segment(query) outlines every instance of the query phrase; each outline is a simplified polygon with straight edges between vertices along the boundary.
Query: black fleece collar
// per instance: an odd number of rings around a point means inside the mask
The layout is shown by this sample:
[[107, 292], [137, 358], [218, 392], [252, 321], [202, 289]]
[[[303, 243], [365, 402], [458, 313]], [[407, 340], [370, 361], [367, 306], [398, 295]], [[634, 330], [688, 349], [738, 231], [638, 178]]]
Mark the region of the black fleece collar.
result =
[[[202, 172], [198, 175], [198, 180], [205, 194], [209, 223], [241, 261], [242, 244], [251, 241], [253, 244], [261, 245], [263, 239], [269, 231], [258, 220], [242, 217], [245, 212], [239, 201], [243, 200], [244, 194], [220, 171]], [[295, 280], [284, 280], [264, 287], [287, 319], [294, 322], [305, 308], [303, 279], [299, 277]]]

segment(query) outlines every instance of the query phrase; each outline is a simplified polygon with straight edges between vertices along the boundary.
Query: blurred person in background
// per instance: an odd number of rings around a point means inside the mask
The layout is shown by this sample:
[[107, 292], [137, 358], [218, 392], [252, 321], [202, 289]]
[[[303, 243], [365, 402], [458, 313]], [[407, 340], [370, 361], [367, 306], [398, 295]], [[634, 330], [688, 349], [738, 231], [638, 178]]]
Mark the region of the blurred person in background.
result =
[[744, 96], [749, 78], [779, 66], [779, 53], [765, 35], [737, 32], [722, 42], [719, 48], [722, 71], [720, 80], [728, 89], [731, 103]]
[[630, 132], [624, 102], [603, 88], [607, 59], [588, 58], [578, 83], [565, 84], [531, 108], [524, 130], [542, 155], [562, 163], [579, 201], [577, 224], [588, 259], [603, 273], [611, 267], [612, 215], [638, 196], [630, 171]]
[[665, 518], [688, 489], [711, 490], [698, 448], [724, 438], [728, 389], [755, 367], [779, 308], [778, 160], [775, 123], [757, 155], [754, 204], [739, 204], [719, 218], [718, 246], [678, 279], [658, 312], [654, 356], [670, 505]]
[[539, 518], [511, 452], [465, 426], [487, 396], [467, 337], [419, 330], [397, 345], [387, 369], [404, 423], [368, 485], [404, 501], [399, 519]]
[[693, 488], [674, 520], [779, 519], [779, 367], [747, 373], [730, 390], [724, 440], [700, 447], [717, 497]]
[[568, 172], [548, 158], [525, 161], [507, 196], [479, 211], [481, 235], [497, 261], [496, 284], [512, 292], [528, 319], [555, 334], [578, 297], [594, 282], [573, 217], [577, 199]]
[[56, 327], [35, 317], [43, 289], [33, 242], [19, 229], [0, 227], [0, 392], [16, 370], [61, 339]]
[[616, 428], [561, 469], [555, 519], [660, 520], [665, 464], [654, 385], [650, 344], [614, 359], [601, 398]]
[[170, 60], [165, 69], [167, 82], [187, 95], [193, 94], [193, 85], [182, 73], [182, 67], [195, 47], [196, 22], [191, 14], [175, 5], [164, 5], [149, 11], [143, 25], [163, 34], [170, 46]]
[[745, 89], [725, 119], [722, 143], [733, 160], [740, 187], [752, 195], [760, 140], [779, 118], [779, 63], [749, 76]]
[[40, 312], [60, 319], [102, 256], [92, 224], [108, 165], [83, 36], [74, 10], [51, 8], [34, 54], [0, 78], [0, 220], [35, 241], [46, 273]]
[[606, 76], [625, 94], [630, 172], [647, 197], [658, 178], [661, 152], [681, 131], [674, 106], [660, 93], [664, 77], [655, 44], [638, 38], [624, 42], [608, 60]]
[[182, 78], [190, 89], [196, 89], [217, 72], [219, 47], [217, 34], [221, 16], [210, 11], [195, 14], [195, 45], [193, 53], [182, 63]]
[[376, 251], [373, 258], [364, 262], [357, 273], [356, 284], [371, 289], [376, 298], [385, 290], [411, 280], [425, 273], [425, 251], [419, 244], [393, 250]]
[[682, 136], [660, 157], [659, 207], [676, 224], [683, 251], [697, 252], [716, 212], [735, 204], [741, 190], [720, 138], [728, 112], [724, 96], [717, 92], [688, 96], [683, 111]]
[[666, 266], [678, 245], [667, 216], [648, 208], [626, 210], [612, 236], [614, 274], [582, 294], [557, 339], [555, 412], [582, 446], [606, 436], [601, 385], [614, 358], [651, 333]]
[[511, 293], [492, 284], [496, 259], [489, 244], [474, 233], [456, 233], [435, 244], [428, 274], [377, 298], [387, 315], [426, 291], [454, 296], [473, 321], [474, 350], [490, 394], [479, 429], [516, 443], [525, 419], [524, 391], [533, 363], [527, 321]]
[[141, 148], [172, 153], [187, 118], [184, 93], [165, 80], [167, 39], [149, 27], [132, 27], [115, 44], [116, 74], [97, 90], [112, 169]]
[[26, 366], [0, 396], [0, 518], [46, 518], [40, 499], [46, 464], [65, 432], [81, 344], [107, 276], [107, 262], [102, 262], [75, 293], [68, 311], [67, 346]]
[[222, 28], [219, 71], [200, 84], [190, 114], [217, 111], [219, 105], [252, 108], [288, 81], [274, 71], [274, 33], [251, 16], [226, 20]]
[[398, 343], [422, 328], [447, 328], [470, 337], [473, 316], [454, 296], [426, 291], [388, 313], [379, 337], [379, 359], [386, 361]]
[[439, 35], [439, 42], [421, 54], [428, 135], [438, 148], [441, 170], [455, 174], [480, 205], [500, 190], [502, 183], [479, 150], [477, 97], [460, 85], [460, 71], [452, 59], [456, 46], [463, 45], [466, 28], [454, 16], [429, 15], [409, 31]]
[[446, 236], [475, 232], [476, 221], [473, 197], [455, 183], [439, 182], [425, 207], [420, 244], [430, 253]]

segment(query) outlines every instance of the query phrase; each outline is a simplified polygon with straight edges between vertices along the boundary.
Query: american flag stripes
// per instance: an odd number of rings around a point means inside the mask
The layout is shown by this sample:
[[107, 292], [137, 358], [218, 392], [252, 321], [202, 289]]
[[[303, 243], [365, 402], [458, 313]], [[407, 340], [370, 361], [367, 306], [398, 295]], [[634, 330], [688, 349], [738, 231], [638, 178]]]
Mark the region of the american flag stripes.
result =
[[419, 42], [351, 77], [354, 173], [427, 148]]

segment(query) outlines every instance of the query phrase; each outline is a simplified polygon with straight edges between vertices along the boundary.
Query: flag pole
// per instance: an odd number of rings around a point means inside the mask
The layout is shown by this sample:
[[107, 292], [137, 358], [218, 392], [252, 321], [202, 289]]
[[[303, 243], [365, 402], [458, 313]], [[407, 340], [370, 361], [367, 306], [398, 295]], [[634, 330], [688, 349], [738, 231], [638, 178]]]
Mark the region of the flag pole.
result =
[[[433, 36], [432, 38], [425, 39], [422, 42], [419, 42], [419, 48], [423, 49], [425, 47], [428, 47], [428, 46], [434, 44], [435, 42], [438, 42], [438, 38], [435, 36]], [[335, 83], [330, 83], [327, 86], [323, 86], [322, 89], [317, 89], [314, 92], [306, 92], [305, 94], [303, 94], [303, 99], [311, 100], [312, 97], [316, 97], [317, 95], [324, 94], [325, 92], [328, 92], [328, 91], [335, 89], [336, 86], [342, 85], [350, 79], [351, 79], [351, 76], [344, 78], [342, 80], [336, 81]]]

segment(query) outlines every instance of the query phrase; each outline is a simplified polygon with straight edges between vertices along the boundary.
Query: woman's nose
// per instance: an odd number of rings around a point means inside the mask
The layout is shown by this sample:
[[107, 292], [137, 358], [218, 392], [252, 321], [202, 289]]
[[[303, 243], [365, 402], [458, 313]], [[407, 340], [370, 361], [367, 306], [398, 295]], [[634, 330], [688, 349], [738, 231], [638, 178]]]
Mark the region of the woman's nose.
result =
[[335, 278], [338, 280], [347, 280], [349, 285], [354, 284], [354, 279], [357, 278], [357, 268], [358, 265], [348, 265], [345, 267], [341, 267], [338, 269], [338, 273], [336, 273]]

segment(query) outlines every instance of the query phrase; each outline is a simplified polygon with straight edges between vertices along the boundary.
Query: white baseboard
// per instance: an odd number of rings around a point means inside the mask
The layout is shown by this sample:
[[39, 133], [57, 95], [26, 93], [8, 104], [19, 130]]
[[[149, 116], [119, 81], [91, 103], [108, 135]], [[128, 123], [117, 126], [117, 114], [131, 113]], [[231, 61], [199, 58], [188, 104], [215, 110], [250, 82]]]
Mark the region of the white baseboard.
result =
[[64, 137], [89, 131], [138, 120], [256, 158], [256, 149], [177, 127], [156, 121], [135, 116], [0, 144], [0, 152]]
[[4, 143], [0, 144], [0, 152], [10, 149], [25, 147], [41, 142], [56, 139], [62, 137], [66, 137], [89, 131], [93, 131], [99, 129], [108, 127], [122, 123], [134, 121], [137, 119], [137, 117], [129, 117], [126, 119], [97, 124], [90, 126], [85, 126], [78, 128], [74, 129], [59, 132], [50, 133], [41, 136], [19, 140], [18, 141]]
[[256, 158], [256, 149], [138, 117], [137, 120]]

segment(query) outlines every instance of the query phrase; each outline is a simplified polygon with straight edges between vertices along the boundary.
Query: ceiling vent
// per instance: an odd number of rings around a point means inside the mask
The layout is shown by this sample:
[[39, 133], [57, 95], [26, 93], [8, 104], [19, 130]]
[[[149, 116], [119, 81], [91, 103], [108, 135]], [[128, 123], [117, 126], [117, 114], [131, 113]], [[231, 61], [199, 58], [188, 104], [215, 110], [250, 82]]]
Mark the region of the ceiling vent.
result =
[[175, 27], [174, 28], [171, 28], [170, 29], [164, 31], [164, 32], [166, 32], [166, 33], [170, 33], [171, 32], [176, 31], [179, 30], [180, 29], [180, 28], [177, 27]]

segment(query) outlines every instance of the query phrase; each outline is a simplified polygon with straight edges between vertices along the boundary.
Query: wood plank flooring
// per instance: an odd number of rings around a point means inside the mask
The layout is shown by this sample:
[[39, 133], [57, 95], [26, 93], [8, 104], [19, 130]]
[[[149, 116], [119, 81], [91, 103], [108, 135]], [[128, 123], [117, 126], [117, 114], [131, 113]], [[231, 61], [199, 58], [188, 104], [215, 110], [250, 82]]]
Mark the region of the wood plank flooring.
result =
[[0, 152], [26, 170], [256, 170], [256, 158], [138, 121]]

### [Problem to work on]
Copy out, character for character, everything from the first line of the entries down to the line containing "279], [299, 277]]]", with both of those lines included.

### [Completed exercise]
segment(query) outlines every instance of the query phrase; each outline is a simplified polygon with straight edges between vertices along the boundary.
Query: black fleece collar
// per instance: an odd number of rings around a point means inside the mask
The layout is shown by this sample:
[[107, 292], [137, 358], [218, 392], [252, 321], [202, 289]]
[[[303, 243], [365, 402], [458, 313]], [[407, 340], [370, 361], [367, 306], [398, 295]], [[634, 330], [688, 349], [738, 231], [638, 178]]]
Mark the region of the black fleece collar.
result =
[[[202, 172], [198, 175], [198, 180], [205, 194], [209, 223], [241, 261], [242, 244], [251, 241], [253, 244], [261, 245], [263, 239], [269, 231], [258, 220], [242, 217], [245, 212], [239, 201], [243, 200], [244, 194], [220, 171]], [[295, 280], [284, 280], [264, 287], [287, 319], [294, 322], [305, 308], [303, 279], [299, 277]]]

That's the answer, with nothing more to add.